- **PROBLEM DESCRIPTION**:
Please filter the listing for the string "plant" and copy each matching line.
── GIVEN ENTRIES ──
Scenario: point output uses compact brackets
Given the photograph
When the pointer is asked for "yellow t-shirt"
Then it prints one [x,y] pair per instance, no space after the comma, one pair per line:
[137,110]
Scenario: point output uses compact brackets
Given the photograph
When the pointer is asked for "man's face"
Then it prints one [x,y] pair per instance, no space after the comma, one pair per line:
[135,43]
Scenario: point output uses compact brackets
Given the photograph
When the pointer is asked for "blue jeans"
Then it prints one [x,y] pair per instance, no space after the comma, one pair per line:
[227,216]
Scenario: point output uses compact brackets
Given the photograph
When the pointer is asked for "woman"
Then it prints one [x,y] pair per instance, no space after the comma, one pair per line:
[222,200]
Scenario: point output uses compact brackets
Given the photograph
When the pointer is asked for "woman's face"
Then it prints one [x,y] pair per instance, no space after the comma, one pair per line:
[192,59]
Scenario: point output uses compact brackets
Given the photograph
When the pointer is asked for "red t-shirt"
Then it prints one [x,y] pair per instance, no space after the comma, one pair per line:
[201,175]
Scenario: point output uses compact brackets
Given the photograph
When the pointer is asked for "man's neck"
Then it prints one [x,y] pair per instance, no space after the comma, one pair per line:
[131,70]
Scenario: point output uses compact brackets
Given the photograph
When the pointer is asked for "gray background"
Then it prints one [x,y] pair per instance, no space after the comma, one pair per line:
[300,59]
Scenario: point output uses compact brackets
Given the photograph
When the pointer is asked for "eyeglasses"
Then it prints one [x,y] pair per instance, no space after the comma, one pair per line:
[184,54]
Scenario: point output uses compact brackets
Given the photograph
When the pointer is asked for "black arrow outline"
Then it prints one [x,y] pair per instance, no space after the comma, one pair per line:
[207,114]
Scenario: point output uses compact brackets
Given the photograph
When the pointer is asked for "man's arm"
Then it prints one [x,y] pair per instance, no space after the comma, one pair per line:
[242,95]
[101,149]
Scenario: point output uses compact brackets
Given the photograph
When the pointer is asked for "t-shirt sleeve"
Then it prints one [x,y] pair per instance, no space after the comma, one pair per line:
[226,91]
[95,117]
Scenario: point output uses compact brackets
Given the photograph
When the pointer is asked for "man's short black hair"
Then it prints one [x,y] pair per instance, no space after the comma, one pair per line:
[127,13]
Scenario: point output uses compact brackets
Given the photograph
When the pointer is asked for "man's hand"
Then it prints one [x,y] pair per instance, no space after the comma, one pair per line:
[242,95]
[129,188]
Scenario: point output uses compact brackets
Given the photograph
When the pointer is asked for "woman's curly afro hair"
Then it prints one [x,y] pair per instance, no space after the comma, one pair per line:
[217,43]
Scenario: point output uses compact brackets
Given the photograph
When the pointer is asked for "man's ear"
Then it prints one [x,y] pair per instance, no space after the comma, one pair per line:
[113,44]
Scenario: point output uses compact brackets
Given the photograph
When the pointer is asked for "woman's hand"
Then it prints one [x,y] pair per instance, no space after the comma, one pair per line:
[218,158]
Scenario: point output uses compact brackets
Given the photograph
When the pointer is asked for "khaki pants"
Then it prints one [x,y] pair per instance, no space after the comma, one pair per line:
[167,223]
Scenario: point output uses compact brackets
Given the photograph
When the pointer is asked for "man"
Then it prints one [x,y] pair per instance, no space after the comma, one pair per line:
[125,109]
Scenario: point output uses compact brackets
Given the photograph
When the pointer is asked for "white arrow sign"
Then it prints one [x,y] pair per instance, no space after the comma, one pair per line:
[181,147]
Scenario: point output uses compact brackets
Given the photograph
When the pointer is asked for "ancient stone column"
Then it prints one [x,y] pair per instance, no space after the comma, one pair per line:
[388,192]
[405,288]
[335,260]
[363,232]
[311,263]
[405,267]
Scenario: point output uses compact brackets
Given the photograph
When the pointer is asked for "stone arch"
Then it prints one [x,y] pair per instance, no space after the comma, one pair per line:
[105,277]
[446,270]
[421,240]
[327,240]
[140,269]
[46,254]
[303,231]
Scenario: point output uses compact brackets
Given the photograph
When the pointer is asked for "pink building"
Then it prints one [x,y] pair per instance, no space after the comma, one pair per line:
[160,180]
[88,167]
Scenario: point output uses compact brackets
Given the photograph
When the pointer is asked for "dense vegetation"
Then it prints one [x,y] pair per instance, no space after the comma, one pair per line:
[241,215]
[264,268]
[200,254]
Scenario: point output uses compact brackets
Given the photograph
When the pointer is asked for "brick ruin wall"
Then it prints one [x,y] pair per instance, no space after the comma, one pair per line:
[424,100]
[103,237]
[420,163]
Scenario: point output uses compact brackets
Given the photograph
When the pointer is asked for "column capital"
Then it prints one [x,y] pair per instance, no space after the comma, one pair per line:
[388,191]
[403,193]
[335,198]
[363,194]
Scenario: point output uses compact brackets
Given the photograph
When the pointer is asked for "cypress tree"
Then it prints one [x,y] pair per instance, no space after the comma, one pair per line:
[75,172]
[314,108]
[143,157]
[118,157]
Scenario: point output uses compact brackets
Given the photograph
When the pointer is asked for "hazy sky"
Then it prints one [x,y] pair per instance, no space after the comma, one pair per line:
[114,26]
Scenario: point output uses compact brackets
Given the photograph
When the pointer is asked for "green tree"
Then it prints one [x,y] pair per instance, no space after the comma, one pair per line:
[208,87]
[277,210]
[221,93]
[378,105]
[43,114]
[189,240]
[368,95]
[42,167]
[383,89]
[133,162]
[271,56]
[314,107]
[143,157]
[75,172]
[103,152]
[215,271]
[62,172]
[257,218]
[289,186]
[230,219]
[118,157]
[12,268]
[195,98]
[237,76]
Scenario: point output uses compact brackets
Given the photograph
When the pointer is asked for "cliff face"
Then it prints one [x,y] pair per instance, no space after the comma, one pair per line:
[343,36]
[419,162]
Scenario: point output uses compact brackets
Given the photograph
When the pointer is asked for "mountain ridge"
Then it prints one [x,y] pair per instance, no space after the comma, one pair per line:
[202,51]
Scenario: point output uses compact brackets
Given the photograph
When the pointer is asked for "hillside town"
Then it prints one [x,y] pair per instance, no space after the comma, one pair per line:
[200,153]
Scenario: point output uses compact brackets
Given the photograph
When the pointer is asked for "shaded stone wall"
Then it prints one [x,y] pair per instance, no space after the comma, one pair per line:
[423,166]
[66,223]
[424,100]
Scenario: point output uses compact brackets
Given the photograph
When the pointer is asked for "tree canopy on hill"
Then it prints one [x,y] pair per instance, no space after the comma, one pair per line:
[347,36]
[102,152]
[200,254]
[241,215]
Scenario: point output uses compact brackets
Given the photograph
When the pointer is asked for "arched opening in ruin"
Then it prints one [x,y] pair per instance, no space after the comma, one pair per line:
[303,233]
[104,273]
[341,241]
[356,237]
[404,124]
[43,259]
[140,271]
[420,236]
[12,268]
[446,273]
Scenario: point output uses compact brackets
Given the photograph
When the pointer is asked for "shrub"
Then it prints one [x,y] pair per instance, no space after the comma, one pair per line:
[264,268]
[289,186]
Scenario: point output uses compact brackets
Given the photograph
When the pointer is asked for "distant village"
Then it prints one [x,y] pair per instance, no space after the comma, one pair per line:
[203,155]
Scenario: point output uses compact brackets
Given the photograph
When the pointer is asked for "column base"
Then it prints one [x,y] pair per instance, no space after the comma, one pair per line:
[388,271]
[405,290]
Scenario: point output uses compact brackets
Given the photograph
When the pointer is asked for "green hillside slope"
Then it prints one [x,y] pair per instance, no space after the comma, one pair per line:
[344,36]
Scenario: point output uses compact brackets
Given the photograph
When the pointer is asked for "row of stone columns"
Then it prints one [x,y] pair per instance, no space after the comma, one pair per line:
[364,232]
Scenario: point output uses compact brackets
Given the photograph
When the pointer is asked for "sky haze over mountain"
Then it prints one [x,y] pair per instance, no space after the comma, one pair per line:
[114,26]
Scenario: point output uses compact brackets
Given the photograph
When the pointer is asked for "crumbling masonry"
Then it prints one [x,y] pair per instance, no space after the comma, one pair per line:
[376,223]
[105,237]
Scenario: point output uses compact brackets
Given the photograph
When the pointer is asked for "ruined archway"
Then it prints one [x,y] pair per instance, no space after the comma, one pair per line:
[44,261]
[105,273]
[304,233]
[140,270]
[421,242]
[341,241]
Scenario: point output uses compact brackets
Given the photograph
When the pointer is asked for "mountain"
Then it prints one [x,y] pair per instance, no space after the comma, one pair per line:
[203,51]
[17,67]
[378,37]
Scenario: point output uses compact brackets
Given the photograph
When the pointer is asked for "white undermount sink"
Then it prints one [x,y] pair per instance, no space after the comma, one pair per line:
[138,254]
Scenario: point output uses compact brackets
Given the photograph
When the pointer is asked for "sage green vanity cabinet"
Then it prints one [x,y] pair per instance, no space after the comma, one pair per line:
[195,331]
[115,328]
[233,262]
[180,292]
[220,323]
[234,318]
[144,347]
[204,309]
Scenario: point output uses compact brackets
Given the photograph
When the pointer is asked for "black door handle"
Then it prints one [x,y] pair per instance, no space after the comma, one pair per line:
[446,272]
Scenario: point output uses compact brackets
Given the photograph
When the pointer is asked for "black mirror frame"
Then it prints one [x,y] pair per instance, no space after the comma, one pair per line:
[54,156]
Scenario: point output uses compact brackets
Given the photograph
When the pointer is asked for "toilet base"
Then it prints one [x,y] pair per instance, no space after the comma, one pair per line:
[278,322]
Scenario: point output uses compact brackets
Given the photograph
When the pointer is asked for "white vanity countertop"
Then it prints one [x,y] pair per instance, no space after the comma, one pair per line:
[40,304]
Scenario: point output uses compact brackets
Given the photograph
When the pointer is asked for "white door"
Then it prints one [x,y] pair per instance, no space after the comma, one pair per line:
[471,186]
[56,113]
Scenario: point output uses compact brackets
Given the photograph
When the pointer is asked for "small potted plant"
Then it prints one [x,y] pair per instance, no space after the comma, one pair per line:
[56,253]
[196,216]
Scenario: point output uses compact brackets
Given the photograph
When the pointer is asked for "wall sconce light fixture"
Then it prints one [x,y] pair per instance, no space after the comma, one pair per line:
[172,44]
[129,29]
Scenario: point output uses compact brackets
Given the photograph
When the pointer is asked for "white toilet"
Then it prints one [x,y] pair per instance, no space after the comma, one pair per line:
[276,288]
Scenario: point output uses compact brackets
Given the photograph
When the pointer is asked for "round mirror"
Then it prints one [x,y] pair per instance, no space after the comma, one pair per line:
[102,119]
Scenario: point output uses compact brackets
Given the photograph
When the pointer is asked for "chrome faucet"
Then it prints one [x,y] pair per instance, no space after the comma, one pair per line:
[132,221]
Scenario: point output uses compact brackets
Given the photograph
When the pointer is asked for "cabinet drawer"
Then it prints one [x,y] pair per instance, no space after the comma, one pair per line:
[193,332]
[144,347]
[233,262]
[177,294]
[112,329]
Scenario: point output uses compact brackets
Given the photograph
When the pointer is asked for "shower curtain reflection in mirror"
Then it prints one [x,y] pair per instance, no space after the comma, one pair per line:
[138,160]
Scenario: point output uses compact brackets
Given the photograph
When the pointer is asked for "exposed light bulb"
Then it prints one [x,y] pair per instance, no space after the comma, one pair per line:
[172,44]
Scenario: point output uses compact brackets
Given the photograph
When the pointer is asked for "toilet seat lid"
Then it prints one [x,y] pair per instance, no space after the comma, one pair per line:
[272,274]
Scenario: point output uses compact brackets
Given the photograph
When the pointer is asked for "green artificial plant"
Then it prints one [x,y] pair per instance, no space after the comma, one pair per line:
───
- **SOLUTION TO THE EXERCISE**:
When the pointer is asked for "small potted plant"
When the pointer is asked for "green artificial plant"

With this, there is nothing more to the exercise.